Start Data listing

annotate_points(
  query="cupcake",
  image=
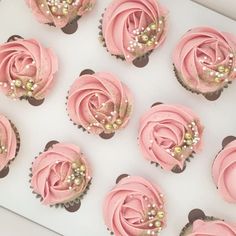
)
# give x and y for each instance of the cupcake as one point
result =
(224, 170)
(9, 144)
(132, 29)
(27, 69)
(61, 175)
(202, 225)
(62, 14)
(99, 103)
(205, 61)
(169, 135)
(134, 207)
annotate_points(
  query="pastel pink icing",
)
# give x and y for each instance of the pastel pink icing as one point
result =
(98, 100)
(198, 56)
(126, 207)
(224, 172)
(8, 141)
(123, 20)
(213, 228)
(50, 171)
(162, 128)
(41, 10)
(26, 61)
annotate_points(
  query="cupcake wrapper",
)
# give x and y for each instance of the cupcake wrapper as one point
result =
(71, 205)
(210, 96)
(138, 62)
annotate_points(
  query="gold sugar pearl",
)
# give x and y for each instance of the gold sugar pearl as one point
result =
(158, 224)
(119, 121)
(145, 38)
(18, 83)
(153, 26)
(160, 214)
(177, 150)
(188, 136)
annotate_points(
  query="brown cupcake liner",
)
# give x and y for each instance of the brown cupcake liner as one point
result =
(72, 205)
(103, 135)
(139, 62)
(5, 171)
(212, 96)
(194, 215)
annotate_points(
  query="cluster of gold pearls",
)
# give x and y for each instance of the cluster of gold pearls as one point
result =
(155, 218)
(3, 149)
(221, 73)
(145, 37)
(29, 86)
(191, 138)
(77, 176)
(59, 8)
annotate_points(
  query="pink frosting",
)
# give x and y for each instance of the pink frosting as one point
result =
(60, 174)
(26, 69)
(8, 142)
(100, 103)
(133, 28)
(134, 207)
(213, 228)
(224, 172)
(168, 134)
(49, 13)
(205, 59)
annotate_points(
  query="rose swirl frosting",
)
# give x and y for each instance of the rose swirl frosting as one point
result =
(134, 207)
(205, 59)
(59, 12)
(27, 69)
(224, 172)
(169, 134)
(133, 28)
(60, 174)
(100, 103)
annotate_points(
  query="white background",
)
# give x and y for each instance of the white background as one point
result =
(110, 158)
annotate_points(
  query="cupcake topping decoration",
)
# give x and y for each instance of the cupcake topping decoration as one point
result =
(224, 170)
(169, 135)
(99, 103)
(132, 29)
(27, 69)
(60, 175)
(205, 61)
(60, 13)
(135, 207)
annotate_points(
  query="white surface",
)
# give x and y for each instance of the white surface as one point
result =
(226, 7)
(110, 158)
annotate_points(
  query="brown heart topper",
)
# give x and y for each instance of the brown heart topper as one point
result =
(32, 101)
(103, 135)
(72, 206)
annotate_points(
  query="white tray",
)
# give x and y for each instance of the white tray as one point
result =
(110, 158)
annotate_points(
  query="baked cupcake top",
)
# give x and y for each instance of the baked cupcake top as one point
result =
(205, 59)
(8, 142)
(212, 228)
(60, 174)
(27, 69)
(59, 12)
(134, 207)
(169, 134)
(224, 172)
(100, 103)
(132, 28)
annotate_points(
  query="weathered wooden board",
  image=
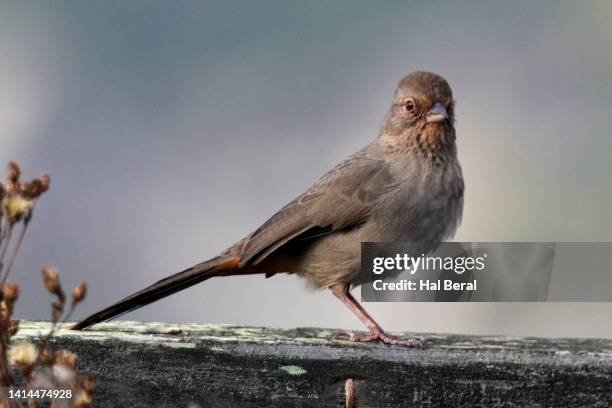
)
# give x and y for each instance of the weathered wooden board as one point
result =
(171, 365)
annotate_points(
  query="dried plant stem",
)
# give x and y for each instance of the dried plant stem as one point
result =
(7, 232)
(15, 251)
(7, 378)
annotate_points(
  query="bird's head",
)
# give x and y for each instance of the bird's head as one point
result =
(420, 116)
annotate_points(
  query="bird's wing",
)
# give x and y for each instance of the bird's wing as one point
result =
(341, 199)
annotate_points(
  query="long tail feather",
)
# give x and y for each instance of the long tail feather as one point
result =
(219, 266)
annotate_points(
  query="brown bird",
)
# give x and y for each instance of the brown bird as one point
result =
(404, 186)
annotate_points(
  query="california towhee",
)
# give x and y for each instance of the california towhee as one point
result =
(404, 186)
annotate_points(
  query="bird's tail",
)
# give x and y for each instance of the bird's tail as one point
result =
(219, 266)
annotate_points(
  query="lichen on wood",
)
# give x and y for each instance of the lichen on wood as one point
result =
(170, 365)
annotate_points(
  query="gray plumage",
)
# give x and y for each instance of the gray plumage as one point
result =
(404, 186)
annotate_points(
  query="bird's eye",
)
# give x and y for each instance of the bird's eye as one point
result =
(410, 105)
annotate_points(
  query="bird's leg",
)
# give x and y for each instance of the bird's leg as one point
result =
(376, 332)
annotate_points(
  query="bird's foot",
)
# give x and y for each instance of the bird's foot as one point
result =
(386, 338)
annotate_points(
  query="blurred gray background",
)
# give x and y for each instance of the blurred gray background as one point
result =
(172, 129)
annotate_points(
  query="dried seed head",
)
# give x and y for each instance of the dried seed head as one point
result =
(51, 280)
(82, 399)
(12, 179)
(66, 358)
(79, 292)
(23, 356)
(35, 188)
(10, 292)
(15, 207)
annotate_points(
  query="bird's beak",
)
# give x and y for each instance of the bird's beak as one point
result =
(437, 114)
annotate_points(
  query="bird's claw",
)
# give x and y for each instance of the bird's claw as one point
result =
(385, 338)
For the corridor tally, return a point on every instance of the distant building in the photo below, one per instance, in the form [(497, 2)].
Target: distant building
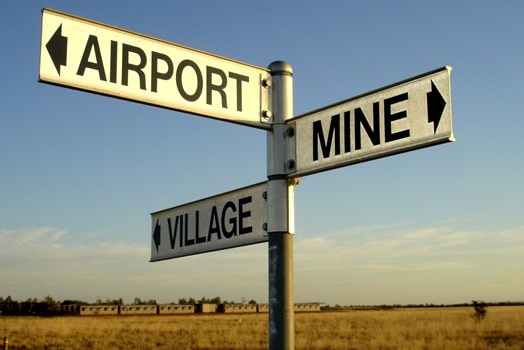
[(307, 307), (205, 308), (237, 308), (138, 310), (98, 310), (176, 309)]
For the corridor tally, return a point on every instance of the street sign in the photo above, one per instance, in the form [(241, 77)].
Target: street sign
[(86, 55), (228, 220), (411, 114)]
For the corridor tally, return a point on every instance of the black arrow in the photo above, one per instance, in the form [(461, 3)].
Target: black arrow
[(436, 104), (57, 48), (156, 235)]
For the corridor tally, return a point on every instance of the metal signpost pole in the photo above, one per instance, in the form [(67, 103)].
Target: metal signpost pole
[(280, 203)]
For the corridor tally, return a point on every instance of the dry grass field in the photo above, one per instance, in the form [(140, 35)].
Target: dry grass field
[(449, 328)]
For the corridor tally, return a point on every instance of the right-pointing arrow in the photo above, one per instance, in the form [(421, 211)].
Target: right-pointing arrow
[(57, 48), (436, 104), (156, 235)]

End Data listing
Start Data listing

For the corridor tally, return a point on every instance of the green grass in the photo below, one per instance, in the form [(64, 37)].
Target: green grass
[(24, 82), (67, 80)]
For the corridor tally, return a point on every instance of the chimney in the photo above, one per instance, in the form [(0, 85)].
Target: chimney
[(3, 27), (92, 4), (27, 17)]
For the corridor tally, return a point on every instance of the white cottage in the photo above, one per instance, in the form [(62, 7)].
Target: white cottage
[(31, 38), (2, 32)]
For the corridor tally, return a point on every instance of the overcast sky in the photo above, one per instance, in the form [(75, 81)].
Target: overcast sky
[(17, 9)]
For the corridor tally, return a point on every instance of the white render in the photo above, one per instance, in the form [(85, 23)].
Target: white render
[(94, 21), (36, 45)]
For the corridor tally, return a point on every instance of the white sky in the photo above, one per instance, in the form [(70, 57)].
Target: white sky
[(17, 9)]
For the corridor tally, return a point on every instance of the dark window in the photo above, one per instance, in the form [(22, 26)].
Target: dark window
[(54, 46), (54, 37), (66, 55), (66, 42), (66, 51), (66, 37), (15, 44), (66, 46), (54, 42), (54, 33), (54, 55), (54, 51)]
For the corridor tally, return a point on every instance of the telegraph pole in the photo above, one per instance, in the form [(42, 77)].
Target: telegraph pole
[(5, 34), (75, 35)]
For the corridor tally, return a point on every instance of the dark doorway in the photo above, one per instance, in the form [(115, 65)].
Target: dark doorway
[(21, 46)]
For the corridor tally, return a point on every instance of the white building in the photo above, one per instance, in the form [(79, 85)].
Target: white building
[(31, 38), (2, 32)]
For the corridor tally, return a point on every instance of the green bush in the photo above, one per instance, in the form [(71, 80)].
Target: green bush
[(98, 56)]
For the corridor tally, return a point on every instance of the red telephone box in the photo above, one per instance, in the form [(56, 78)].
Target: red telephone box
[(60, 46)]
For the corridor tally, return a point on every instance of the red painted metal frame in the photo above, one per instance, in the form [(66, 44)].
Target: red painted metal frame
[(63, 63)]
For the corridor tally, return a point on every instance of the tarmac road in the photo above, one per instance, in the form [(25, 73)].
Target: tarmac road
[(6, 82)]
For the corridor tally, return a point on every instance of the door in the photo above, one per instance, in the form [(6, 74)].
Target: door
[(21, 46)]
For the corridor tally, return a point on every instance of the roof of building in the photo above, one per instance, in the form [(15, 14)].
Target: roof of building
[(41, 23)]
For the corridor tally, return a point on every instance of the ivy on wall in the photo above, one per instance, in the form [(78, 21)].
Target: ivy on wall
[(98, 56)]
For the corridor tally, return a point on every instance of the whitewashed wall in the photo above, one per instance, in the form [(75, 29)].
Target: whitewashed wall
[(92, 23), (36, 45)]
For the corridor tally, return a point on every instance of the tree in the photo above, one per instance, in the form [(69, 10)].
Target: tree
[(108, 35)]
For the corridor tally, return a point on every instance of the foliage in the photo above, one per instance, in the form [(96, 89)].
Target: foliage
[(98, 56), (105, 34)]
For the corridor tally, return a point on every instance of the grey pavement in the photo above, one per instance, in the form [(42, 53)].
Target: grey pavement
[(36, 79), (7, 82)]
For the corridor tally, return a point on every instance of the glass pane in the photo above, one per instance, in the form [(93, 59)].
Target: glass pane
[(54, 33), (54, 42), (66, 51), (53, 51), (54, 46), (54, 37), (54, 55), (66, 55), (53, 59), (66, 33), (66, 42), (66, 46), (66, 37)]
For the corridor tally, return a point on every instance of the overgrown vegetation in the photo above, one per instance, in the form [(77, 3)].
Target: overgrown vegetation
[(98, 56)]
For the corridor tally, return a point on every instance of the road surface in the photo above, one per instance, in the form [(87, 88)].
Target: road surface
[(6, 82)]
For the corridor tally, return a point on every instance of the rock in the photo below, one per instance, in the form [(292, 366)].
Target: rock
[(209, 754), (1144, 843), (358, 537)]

End Data listing
Start Data listing

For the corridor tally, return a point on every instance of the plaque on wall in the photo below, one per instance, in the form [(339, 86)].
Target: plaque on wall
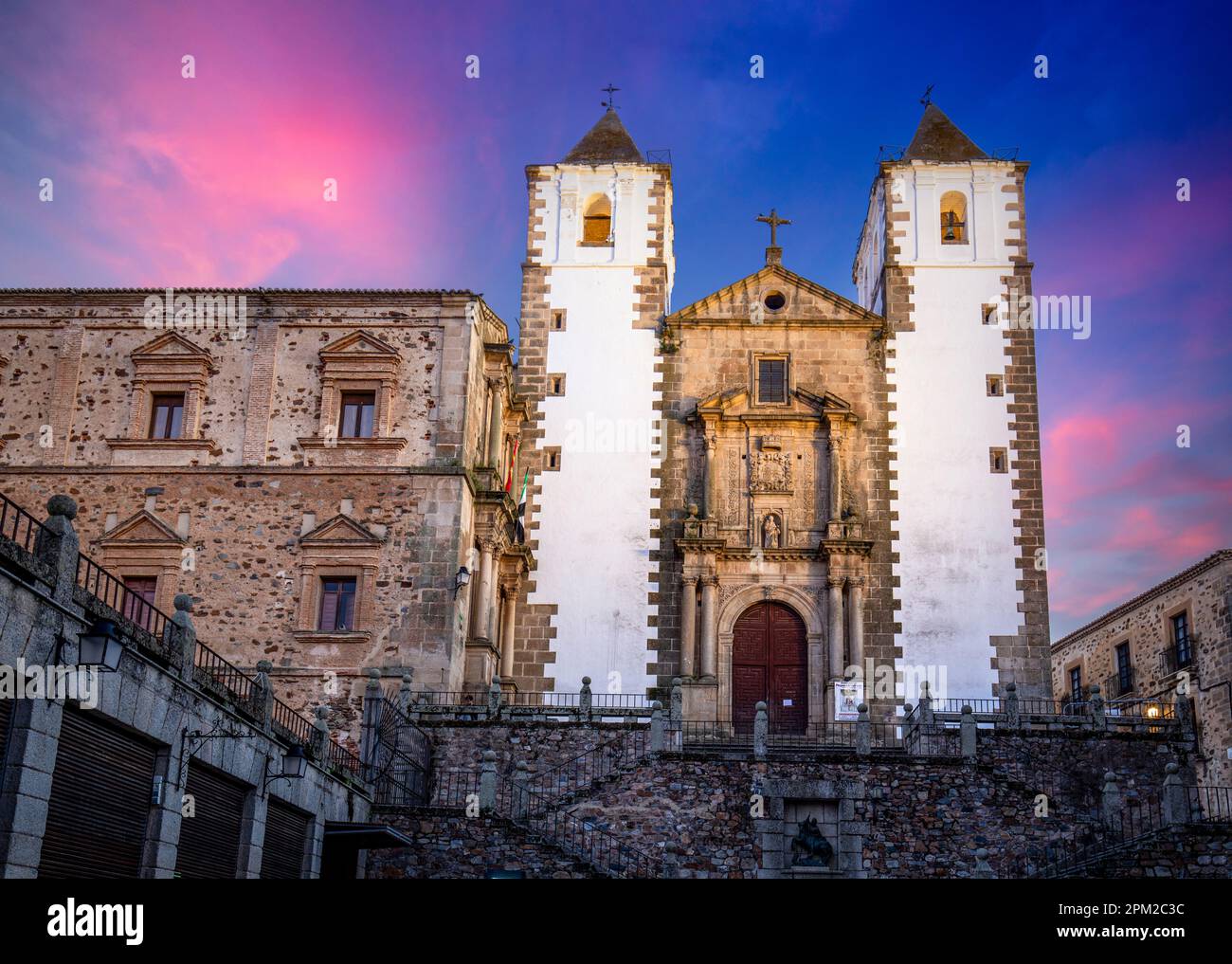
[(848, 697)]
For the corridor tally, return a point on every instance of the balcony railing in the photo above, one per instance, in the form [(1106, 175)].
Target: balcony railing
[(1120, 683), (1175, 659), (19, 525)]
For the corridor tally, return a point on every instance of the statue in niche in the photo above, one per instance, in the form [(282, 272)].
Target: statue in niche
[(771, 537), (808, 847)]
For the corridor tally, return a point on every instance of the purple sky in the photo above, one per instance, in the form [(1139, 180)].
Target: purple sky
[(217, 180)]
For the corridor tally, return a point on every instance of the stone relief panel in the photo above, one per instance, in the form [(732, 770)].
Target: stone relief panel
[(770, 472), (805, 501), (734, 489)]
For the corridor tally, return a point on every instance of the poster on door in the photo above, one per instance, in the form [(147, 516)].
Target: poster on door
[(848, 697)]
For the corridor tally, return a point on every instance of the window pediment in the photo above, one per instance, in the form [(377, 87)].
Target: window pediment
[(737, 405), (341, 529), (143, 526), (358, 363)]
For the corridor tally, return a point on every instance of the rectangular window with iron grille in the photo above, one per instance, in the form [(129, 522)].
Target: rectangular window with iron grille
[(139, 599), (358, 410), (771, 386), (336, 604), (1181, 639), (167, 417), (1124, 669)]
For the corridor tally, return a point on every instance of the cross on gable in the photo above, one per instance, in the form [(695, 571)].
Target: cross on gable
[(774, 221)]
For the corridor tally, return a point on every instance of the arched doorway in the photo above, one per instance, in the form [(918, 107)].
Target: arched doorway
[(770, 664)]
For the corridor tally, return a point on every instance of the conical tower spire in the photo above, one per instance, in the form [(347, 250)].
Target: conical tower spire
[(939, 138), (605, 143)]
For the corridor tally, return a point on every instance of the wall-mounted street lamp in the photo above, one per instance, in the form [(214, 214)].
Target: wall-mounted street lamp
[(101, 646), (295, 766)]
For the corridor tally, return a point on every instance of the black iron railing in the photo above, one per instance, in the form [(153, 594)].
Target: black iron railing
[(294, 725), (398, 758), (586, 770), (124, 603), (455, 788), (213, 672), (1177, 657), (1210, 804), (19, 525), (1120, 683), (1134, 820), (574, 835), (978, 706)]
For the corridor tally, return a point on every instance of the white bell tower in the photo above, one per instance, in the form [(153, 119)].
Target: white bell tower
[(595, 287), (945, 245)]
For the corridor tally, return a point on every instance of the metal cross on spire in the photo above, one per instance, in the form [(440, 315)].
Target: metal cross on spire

End Data listing

▸ Work required:
Count the lines of the records above that contain the string "heart", treating uppercase and lowercase as different, and give only that number.

▸ Exercise output:
2